▶ [AIM OF THE TASK]: Convert the lines below into a JSON list of strings, one string per line, omitting any blank lines.

* BEGIN DATA ROWS *

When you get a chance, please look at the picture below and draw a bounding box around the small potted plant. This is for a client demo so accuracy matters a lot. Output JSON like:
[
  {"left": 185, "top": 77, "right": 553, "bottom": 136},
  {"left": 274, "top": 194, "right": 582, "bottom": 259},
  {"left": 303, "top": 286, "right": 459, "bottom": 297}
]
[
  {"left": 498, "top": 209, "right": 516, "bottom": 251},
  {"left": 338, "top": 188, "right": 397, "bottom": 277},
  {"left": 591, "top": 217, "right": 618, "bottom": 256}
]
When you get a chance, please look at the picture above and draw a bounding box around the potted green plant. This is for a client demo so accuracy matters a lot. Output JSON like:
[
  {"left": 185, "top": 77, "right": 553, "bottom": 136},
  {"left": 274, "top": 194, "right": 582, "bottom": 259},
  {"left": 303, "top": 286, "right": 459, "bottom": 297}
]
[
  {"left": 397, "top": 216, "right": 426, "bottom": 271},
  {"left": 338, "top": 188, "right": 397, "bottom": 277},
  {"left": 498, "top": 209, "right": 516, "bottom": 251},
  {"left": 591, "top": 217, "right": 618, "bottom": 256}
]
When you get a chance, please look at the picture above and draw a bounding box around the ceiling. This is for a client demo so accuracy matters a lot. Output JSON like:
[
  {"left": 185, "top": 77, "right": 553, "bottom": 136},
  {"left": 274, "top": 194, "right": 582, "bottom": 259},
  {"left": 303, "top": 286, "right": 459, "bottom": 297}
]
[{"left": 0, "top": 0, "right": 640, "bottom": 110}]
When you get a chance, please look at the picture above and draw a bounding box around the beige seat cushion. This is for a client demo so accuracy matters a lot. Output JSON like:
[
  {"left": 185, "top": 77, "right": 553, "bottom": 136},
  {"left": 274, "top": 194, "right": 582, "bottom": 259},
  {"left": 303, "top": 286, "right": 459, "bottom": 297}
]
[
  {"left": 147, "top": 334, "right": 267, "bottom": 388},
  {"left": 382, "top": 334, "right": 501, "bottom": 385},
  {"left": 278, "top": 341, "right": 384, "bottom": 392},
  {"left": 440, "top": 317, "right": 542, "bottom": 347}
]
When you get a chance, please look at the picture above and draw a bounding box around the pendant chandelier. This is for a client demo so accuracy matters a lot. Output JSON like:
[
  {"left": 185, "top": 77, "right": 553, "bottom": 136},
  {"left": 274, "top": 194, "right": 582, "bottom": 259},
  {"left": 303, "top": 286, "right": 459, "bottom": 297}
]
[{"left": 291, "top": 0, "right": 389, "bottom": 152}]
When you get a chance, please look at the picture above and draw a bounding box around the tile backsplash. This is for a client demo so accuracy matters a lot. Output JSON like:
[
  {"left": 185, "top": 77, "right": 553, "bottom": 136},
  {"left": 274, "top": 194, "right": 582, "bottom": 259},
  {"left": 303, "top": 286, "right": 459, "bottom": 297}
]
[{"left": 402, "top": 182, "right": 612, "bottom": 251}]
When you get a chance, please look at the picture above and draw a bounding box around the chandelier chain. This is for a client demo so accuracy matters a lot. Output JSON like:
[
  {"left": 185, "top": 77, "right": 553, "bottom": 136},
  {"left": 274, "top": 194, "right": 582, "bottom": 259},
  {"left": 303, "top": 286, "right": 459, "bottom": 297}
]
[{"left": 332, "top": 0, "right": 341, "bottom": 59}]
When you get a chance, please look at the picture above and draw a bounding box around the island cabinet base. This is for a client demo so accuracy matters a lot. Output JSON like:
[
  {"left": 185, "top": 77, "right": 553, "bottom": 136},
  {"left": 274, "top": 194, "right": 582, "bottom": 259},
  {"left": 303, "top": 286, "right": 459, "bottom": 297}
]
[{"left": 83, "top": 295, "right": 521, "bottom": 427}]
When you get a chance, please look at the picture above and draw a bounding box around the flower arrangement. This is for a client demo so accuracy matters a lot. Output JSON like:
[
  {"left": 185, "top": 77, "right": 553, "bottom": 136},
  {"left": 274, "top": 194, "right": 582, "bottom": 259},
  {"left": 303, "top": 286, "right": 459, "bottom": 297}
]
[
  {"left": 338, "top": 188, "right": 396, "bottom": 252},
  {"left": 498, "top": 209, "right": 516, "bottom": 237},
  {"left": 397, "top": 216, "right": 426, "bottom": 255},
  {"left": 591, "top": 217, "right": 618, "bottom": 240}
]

* END DATA ROWS *

▶ [RESPONSE TO THIS EXERCISE]:
[
  "When you get a chance, please look at the picture below and draw a bounding box around the small potted plant. This is for a client demo so accuracy matters a lot. Output JSON like:",
  "[",
  "  {\"left\": 185, \"top\": 77, \"right\": 553, \"bottom\": 136},",
  "  {\"left\": 274, \"top\": 194, \"right\": 582, \"bottom\": 259},",
  "  {\"left\": 303, \"top\": 286, \"right\": 459, \"bottom\": 297}",
  "]",
  "[",
  "  {\"left\": 498, \"top\": 209, \"right\": 516, \"bottom\": 251},",
  "  {\"left\": 338, \"top\": 188, \"right\": 397, \"bottom\": 277},",
  "  {\"left\": 591, \"top\": 217, \"right\": 618, \"bottom\": 256}",
  "]",
  "When you get a chance, please look at the picture above and draw a bounding box around the potted green plant. This is for a client demo so accuracy matters a lot. Output JSON like:",
  "[",
  "  {\"left\": 185, \"top\": 77, \"right\": 553, \"bottom\": 136},",
  "  {\"left\": 274, \"top\": 194, \"right\": 582, \"bottom\": 259},",
  "  {\"left\": 303, \"top\": 286, \"right\": 459, \"bottom\": 297}",
  "]",
  "[",
  "  {\"left\": 397, \"top\": 216, \"right\": 426, \"bottom\": 271},",
  "  {\"left\": 338, \"top\": 188, \"right\": 397, \"bottom\": 277},",
  "  {\"left\": 498, \"top\": 209, \"right\": 516, \"bottom\": 251},",
  "  {\"left\": 591, \"top\": 217, \"right\": 618, \"bottom\": 256}",
  "]",
  "When you get a chance, please look at the picture above and draw a bounding box around the ceiling. This is for a client demo so accuracy matters a lot. Output JSON like:",
  "[",
  "  {\"left\": 185, \"top\": 77, \"right\": 553, \"bottom\": 136},",
  "  {\"left\": 274, \"top\": 194, \"right\": 582, \"bottom\": 259},",
  "  {\"left\": 303, \"top\": 286, \"right\": 459, \"bottom\": 297}",
  "]",
  "[{\"left\": 0, \"top\": 0, \"right\": 640, \"bottom\": 110}]",
  "When you get a chance, please look at the picture above and draw a bounding box around the beige seat cushion. This is for a client demo so accuracy matters a lot. Output JSON like:",
  "[",
  "  {\"left\": 185, \"top\": 77, \"right\": 553, \"bottom\": 136},",
  "  {\"left\": 274, \"top\": 194, \"right\": 582, \"bottom\": 259},",
  "  {\"left\": 303, \"top\": 286, \"right\": 459, \"bottom\": 297}",
  "]",
  "[",
  "  {\"left\": 147, \"top\": 334, \"right\": 267, \"bottom\": 388},",
  "  {\"left\": 382, \"top\": 334, \"right\": 501, \"bottom\": 385},",
  "  {\"left\": 278, \"top\": 341, \"right\": 384, \"bottom\": 392},",
  "  {\"left\": 440, \"top\": 317, \"right\": 542, \"bottom\": 347}",
  "]",
  "When you get a chance, please look at the picture above and draw a bounding box around the pendant chandelier. This is for a client demo so accuracy matters a lot. Output JSON like:",
  "[",
  "  {\"left\": 185, \"top\": 77, \"right\": 553, \"bottom\": 136},",
  "  {\"left\": 274, \"top\": 194, \"right\": 582, \"bottom\": 259},",
  "  {\"left\": 303, \"top\": 286, \"right\": 459, \"bottom\": 297}",
  "]",
  "[{\"left\": 291, \"top\": 0, \"right\": 389, \"bottom\": 152}]",
  "When you get a chance, please look at the picture above and draw a bounding box around the tile backsplash. This is for a client demo so accuracy matters a lot. Output JSON like:",
  "[",
  "  {\"left\": 185, \"top\": 77, \"right\": 553, \"bottom\": 136},",
  "  {\"left\": 274, \"top\": 194, \"right\": 582, \"bottom\": 259},",
  "  {\"left\": 303, \"top\": 286, \"right\": 459, \"bottom\": 297}",
  "]",
  "[{\"left\": 402, \"top\": 182, \"right\": 612, \"bottom\": 251}]",
  "When you get a chance, please look at the picture above and draw a bounding box around the chandelier chain. This is for a client demo so accuracy matters a lot. Output JSON like:",
  "[",
  "  {\"left\": 185, \"top\": 77, \"right\": 553, \"bottom\": 136},",
  "  {\"left\": 274, \"top\": 194, \"right\": 582, \"bottom\": 259},",
  "  {\"left\": 303, \"top\": 286, \"right\": 459, \"bottom\": 297}",
  "]",
  "[{\"left\": 332, \"top\": 0, \"right\": 341, \"bottom\": 59}]",
  "When you get a chance, please look at the picture above and draw a bounding box around the island cabinet base. This is for a client demo so accuracy matters a lot. Output JSON like:",
  "[",
  "  {\"left\": 185, \"top\": 77, \"right\": 553, \"bottom\": 136},",
  "  {\"left\": 274, \"top\": 194, \"right\": 582, \"bottom\": 259},",
  "  {\"left\": 303, \"top\": 286, \"right\": 459, \"bottom\": 297}",
  "]",
  "[{\"left\": 83, \"top\": 295, \"right\": 521, \"bottom\": 427}]",
  "When you get a chance, please look at the picture above and draw a bounding box around the flower arrangement. This is for a client demo so accuracy matters a lot. Output JSON like:",
  "[",
  "  {\"left\": 185, \"top\": 77, \"right\": 553, \"bottom\": 136},",
  "  {\"left\": 274, \"top\": 194, \"right\": 582, \"bottom\": 259},",
  "  {\"left\": 303, \"top\": 286, \"right\": 459, \"bottom\": 297}",
  "]",
  "[",
  "  {\"left\": 338, \"top\": 188, \"right\": 396, \"bottom\": 252},",
  "  {\"left\": 498, \"top\": 209, \"right\": 516, \"bottom\": 237},",
  "  {\"left\": 397, \"top\": 216, \"right\": 426, \"bottom\": 255},",
  "  {\"left\": 591, \"top\": 217, \"right\": 618, \"bottom\": 240}",
  "]"
]